Materials provided –

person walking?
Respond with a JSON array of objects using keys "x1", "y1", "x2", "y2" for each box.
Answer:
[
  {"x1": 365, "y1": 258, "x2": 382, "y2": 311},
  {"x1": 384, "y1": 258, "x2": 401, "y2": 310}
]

Exercise prompt – Convert the records above into a JSON list of strings, one string per line, omitting any blank lines.

Full solution –
[
  "person walking?",
  "Respond with a JSON array of objects using keys \"x1\", \"y1\", \"x2\", \"y2\" for each box.",
  "Answer:",
  "[",
  "  {\"x1\": 365, \"y1\": 258, \"x2\": 382, \"y2\": 311},",
  "  {\"x1\": 384, \"y1\": 258, \"x2\": 401, \"y2\": 310}",
  "]"
]